■ Directive A
In the foil-baked rockfish recipe, which fish did the original recipe call for?
■ Directive B
In the foil-baked rockfish recipe, swap "vermouth" for "sherry" and write out everything from "2 medium leeks, white" down to "6 ounces each)" with that change.

■ Extract to read
------------------------------------------------
# Rockfish Baked in Foil with Leeks and Carrots



## keezy (Jul 1, 2003)

I just made this tonight from a recipe in Cooks Illustrated. I was skeptical b/c I usually fry or grill my fish, but I can tell you this was awesome! The original recipe was for Cod, but you could use any thick white fish fillets. I used some frozen rockfish fillets from December. Served it with a baked potato.

Ingredients
4 tablespoons unsalted butter, softened 
1 1/4 teaspoons fresh lemon zest, lemon cut into wedges 
2 medium garlic cloves, minced 
1 teaspoon fresh thyme leave, minced 
table salt 
ground black pepper 
2 tablespoons fresh parsley leaves, minced 
2 medium carrots, peeled and cut into matchsticks (about 1 1/2 cups) 
2 medium leeks, white and light green parts halved lengthwise, washed, and cut into matchsticks (about 2 cups) 
4 tablespoons vermouth or dry white wine 
4 cod fish fillets, 1 to 1 1/4 inches thick (about 6 ounces each)

Directions:
1. Combine butter, 1/4 t zest, 1 t garlic, thyme, 1/4 t salt, and 1/8 t pepper in small bowl. Combine parsley, remaining t zest, and remaining t garlic in another small bowl; set aside. Place carrots and leeks in medium bowl, season with salt and pepper, and toss together. 
2. Adjust oven rack to lower-middle position and heat oven to 450 degrees. Cut eight 12 inch sheets of foil; arrange four flat on counter. Divide carrot and leek mixture among foil sheets, mounding in center of each. Pour 1 T vermouth over each mound of vegetables. Pat fish dry with paper towels; season with salt and pepper and place one fillet on top of each vegetable mound. Spread quarter of butter mixture on top of each fillet. Place second square of foil on top of fish; crimp edges together in 1/2 inch fold, the fold over three more times to create a packet about 7 inches square. Place packets on rimmed baking sheet (overlapping slightly if necessary). 
3. Bake packets 15 minutes. Carefully open foil, allowing steam to escape away from you. Using thin metal spatula, gently slide fish and vegetables onto plate with any accumulated juices; sprinkle with parsley mixture. Serve immediately, passing lemon wedges separately.


----------
------------------------------------------------
■ Data records
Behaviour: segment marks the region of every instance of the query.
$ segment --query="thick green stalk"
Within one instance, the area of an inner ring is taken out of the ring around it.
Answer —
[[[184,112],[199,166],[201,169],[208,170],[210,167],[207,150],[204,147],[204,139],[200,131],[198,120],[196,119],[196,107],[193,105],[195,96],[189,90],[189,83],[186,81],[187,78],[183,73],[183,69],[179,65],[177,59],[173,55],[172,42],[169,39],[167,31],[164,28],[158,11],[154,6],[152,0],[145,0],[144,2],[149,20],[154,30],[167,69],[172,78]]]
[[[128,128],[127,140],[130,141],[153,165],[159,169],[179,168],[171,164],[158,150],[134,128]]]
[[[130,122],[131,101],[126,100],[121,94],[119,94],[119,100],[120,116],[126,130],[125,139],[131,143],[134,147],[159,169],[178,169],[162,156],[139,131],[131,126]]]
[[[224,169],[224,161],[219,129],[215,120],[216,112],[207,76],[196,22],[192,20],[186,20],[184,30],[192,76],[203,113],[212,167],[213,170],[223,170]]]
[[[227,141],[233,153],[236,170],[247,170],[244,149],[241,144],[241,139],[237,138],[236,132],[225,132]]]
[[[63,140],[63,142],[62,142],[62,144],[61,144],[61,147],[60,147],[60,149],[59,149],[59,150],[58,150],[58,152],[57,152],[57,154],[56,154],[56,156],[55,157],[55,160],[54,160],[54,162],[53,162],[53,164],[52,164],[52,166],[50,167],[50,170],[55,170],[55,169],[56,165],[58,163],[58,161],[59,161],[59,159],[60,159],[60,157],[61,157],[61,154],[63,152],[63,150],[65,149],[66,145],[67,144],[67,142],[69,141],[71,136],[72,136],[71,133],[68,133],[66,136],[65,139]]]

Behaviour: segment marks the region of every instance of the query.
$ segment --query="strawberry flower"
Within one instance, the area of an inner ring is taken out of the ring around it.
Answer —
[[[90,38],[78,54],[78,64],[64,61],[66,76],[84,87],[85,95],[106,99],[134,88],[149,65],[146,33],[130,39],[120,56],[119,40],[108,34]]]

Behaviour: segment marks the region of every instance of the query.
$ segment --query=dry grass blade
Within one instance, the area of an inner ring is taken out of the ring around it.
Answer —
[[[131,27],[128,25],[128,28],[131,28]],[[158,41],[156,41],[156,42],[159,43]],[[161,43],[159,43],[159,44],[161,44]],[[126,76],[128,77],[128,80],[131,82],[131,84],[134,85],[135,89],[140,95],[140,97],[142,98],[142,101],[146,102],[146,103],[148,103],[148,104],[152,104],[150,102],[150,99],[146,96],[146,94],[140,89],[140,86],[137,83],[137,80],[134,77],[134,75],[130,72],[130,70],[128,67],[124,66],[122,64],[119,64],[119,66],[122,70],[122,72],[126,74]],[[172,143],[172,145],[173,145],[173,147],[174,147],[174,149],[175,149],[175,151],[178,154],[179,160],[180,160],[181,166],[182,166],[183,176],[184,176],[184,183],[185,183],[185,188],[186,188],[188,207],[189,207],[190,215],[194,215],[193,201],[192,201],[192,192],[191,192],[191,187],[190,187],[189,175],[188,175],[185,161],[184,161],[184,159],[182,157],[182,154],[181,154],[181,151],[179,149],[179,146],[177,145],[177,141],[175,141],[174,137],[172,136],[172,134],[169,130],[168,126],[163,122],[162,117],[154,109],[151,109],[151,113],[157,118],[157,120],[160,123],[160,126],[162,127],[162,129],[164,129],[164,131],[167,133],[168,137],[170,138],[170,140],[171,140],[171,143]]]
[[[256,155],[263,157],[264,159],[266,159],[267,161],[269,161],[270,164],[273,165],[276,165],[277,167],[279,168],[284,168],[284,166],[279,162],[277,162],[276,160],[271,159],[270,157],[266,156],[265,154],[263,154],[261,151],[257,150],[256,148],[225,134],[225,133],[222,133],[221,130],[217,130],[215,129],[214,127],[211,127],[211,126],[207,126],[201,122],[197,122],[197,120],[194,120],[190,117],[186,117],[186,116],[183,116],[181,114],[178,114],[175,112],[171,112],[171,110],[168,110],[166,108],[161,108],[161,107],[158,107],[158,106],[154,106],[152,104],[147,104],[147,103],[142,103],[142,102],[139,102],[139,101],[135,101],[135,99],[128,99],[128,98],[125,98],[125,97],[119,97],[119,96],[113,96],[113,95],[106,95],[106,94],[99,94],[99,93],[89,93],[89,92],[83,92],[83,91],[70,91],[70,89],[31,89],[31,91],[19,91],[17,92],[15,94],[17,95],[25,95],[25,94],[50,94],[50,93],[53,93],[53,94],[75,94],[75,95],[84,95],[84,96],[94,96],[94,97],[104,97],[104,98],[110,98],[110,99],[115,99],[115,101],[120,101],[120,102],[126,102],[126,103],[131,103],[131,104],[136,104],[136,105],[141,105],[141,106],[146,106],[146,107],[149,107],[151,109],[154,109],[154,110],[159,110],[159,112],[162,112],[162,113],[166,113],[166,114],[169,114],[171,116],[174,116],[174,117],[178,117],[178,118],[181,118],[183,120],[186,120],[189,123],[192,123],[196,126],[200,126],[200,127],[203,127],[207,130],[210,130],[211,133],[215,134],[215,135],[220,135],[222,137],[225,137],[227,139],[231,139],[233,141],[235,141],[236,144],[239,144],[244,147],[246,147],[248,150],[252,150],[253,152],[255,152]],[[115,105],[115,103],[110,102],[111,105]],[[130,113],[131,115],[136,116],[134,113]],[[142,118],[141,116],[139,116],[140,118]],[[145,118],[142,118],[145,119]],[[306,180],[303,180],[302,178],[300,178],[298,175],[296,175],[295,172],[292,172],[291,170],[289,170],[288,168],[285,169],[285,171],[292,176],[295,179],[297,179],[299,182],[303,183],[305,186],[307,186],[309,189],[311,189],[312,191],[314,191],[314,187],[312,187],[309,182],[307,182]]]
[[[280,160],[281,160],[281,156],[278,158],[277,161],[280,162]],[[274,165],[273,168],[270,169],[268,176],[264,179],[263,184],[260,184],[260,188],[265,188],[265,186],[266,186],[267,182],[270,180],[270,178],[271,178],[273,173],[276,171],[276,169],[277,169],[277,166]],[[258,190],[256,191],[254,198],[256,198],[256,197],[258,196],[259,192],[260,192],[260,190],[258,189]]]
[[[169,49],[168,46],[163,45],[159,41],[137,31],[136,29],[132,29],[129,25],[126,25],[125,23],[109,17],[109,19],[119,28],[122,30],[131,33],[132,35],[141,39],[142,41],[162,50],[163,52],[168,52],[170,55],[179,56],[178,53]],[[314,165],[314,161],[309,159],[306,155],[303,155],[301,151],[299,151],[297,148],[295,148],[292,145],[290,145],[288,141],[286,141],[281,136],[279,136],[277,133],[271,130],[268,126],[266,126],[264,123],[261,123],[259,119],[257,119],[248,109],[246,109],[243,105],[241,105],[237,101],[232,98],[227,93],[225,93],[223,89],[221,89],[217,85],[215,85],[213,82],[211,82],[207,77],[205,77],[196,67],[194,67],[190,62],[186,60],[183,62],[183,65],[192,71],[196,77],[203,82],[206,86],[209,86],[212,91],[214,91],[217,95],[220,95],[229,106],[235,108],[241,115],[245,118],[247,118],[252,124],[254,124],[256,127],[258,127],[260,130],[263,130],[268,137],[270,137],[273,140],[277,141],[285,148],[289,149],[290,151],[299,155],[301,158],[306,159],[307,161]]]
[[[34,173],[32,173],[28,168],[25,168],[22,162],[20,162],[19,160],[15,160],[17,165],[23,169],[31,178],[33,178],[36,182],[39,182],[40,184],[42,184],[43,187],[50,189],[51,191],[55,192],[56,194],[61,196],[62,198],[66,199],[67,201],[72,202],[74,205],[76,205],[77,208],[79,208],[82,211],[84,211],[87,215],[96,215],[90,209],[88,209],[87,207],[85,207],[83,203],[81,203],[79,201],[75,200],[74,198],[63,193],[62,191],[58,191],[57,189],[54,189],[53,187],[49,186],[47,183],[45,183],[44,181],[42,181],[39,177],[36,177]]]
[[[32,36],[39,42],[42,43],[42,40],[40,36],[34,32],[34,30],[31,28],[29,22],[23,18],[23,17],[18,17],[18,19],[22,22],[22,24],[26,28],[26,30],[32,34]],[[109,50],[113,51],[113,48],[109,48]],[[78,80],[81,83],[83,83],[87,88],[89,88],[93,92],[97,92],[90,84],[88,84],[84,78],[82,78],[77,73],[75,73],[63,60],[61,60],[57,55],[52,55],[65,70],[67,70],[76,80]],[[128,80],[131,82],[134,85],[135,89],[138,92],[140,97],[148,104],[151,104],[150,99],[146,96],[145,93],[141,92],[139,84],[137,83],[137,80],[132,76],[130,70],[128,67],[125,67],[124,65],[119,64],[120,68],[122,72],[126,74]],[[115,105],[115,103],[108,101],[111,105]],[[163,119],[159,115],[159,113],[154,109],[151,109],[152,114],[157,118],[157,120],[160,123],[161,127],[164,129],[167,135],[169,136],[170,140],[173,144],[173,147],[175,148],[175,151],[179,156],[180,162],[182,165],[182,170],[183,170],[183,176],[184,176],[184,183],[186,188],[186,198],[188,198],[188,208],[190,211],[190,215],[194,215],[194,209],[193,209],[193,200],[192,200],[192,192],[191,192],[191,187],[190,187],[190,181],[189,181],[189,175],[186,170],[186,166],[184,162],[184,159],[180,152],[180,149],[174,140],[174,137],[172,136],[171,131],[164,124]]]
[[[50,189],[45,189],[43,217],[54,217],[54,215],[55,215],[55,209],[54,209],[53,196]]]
------------------------------------------------
■ Complete answer A
Cod.

■ Complete answer B
2 medium leeks, white and light green parts halved lengthwise, washed, and cut into matchsticks (about 2 cups) 
4 tablespoons sherry or dry white wine 
4 cod fish fillets, 1 to 1 1/4 inches thick (about 6 ounces each)